# [YOUR GOAL]
Quote exactly, and only, the lines from the one with "Question. The photo above holds the rear door." through the end of the listing.

[Saved entries]
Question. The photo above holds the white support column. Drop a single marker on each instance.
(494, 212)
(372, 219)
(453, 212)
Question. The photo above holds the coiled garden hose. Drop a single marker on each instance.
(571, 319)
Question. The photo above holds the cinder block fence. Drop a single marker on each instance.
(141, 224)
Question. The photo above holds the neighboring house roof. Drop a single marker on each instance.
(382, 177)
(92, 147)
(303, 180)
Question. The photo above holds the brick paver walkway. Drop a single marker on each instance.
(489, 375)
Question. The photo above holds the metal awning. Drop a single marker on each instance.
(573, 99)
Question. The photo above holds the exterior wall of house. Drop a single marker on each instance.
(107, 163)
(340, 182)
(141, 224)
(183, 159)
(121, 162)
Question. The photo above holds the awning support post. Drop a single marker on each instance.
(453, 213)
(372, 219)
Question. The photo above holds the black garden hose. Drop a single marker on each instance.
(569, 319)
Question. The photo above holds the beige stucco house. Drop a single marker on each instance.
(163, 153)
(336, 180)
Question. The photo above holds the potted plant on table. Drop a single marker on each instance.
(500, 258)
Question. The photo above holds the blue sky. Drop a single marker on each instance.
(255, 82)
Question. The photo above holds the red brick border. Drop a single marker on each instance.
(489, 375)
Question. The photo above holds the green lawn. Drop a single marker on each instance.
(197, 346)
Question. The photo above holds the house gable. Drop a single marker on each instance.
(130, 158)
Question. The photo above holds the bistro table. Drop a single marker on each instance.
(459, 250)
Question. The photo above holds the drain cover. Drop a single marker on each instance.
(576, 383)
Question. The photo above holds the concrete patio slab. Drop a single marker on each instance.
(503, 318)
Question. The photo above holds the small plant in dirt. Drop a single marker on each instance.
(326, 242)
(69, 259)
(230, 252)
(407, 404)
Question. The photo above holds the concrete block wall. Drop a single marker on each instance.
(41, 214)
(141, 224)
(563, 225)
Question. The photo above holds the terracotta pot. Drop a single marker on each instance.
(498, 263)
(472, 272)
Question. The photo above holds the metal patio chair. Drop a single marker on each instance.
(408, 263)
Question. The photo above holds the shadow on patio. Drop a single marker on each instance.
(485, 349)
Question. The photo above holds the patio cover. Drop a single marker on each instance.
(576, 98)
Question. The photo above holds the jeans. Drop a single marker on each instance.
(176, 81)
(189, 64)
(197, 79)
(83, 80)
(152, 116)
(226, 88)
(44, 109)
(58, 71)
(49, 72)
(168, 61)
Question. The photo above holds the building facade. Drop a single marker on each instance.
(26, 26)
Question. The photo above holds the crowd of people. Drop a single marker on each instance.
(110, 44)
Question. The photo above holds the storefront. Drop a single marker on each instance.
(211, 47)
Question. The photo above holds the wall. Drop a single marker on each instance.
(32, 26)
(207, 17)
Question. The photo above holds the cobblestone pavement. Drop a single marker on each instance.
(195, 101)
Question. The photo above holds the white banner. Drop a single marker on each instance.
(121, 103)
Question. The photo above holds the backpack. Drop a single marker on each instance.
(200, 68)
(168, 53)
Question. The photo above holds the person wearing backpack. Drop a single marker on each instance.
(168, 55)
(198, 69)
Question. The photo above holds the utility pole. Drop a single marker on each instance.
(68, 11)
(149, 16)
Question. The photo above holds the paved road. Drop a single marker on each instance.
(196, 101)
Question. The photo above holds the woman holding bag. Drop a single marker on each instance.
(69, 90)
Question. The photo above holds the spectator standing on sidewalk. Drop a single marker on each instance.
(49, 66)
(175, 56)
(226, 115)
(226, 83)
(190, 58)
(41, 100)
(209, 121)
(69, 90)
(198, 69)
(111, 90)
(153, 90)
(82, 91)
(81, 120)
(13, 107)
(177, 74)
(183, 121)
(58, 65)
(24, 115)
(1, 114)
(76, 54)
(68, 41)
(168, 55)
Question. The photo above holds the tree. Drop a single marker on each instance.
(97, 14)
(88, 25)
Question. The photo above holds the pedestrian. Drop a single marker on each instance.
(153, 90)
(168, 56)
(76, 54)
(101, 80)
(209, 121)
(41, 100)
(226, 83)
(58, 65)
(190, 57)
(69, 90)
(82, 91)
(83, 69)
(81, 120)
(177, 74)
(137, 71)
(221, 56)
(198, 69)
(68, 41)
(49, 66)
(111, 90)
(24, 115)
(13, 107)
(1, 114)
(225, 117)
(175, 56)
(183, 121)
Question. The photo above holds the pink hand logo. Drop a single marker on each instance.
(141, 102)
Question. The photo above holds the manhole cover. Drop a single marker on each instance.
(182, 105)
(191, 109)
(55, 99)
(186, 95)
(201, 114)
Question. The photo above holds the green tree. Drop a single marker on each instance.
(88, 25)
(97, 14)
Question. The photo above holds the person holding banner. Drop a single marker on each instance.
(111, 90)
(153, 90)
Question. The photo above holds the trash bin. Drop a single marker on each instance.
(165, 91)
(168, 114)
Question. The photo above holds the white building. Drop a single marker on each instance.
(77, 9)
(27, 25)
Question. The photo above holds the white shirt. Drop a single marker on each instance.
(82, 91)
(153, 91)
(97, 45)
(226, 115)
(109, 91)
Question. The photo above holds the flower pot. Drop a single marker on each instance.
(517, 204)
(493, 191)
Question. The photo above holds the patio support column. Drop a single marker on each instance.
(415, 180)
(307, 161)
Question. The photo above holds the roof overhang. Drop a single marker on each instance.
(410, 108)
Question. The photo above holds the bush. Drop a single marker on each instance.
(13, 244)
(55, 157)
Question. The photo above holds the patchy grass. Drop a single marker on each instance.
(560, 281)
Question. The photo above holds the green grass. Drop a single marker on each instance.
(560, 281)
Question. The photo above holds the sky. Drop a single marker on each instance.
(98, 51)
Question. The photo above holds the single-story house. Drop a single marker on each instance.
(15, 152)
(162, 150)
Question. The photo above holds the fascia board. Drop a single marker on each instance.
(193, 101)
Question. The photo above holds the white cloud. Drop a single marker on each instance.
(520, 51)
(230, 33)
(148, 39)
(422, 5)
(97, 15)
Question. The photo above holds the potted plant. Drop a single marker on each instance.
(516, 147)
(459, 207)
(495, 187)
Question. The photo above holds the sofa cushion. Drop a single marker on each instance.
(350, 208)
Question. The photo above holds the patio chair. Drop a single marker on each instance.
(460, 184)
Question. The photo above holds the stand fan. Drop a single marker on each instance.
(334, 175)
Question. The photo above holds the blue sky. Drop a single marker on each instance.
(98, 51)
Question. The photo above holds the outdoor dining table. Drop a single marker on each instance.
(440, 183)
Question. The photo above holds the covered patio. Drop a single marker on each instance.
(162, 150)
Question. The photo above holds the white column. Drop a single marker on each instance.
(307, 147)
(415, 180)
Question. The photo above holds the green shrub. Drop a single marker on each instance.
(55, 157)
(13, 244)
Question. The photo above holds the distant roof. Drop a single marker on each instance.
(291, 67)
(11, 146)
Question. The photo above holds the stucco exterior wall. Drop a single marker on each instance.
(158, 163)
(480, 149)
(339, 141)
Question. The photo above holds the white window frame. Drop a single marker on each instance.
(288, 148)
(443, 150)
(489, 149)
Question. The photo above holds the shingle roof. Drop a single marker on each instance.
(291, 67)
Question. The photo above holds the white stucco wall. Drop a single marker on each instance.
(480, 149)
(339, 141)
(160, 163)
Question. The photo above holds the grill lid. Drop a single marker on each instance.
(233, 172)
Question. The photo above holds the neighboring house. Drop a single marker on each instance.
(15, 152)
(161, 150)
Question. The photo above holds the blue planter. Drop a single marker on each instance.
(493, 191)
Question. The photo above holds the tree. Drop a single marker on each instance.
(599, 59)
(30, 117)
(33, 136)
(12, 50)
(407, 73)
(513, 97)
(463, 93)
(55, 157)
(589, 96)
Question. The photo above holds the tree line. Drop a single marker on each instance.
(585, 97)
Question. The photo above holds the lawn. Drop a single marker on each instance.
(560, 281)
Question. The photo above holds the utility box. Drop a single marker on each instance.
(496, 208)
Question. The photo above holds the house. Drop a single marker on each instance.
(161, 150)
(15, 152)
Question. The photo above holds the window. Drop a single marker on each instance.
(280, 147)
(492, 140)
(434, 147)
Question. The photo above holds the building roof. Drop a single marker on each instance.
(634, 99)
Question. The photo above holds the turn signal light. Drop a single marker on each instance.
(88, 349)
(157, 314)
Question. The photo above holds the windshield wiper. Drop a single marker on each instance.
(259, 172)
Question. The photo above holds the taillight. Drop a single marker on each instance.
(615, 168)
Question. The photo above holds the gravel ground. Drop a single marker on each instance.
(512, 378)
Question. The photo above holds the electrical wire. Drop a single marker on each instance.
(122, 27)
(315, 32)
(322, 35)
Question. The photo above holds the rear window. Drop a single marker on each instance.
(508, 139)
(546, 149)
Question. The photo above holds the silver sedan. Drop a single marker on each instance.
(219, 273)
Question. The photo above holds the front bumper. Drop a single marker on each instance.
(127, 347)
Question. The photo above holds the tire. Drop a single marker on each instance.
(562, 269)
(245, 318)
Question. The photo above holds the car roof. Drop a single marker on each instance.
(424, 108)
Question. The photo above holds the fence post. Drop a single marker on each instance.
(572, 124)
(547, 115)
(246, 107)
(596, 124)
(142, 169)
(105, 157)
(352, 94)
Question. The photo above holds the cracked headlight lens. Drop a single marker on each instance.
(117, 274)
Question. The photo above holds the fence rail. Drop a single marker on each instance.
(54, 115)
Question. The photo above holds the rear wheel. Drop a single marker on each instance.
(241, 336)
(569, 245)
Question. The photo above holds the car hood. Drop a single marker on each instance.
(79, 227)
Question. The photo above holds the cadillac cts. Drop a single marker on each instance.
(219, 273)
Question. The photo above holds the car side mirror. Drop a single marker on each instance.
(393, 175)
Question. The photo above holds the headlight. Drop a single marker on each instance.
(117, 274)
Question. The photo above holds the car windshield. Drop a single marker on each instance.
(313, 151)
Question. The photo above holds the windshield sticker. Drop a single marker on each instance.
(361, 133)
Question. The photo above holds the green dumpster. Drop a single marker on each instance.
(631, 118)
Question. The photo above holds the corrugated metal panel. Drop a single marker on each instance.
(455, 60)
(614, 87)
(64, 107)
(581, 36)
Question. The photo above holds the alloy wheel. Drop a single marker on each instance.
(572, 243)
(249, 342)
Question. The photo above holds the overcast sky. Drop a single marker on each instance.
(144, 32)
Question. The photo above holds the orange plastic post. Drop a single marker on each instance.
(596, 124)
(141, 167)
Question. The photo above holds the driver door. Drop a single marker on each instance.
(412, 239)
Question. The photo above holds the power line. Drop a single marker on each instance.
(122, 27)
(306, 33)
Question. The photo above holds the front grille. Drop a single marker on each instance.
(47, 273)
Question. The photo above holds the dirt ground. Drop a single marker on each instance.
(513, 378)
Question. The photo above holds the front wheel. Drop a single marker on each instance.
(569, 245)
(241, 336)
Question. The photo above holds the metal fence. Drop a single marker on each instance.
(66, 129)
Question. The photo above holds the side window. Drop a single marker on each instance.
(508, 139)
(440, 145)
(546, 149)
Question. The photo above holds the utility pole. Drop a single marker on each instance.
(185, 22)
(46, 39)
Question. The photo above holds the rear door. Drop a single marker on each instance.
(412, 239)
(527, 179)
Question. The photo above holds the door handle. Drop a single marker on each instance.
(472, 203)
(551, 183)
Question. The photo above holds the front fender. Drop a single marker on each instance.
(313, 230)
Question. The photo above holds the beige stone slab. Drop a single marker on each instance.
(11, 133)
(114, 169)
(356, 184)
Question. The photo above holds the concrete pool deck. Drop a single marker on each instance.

# [RESPONSE TO THE TASK]
Question. The photo above holds the rear door. Drop a single marker on each instance.
(412, 239)
(527, 179)
Question. The photo above holds the door handle. Drop a single marker on each instance.
(472, 203)
(551, 183)
Question. The photo above holds the front fender. Drop a single marker on each instance.
(313, 230)
Question. The photo above holds the beige stone slab. Drop a single marker on each instance.
(11, 133)
(114, 169)
(356, 184)
Question. The photo above holds the concrete pool deck. Drop a single marker on each instance.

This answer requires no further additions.